#### Problem 1
In the passage below about Diana, copy out the part that begins at the words "Minutes later, we" and stops after the words "into the light.".
#### Problem 2
Answer these from the passage about Diana below:
(a) Where did Buric's wife say the girls competing with hers were being brought in from?
(b) What age did she insist Diana was?
(c) What was the temperature outside?

Minutes later, we met Diana inside Buric's house. She was on sale.
"The competition is so tough lately. They are bringing in beautiful girls from Ukraine and
I'm losing my business," Buric's wife complained to Dwarf. She was carrying a baby in her
arms. "Nobody wants my girls anymore. They'd rather pay extra and go with those long-legged
girls. We're living hard times."
She talked very openly, as Dwarf explained that I was a good friend and that he wanted to buy
the girl for himself.
"OK, Dwarf, do you want her or not?" the woman asked, pushing Diana forwards into the light.
She looked about 16 but the woman insisted she was 19. "She's not sick. The only thing is
that she eats too much. She always asks for food," Buric's wife added.
We returned to the car, took some of the money and Dwarf paid the woman for Diana.
The temperature outside was minus five degrees Celsius and the girl was wearing only a thin
skirt, high heels and no socks.
"Please give her a jacket or something. It's too cold outside for her," I told the woman
who was counting her money after handing the baby to Dwarf.
"We don't have any other clothes for her. Don't you see we are poor? She won't die. She's
used to cold," the woman replied without even a glance. Happy with the money she had got,
she told us she could sell us some other girls, too.
We held Diana's hand going back to the car because the narrow street was covered with
ice and she was stumbling in her high heels. She was confused and kept asking us what we
were going to do with her. Dwarf assured her that she was going to be OK and that "her
stars had just changed".

#### Provided records
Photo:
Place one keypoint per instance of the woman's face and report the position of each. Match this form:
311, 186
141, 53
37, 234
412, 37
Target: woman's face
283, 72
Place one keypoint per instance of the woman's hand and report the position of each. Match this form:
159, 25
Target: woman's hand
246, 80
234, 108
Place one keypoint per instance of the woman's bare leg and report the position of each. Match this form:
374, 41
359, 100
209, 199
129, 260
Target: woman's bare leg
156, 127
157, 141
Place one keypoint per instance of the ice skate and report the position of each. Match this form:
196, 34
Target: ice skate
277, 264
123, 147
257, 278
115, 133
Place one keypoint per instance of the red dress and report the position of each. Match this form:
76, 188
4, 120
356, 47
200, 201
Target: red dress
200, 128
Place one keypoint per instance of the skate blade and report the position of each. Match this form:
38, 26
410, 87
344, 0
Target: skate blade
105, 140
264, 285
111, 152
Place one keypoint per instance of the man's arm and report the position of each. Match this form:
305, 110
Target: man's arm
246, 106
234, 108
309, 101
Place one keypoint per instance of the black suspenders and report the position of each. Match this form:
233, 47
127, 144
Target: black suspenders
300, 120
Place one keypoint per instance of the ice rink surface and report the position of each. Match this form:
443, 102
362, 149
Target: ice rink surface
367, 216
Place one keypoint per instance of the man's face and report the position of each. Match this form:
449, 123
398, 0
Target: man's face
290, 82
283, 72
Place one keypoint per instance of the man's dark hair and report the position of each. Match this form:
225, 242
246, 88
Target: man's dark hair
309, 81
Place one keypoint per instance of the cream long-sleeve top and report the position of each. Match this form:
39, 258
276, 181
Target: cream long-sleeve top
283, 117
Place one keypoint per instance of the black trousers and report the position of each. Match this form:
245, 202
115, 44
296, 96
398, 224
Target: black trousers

...

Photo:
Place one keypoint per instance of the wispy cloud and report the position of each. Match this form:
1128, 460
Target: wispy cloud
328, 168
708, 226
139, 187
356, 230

* * *

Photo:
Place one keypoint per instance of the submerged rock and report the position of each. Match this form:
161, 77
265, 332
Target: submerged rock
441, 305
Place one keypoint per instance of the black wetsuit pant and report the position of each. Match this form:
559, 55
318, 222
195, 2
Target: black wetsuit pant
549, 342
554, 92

#### Exercise solution 1
Minutes later, we met Diana inside Buric's house. She was on sale.
"The competition is so tough lately. They are bringing in beautiful girls from Ukraine and
I'm losing my business," Buric's wife complained to Dwarf. She was carrying a baby in her
arms. "Nobody wants my girls anymore. They'd rather pay extra and go with those long-legged
girls. We're living hard times."
She talked very openly, as Dwarf explained that I was a good friend and that he wanted to buy
the girl for himself.
"OK, Dwarf, do you want her or not?" the woman asked, pushing Diana forwards into the light.

#### Exercise solution 2
(a) Ukraine
(b) 19
(c) Minus five degrees Celsius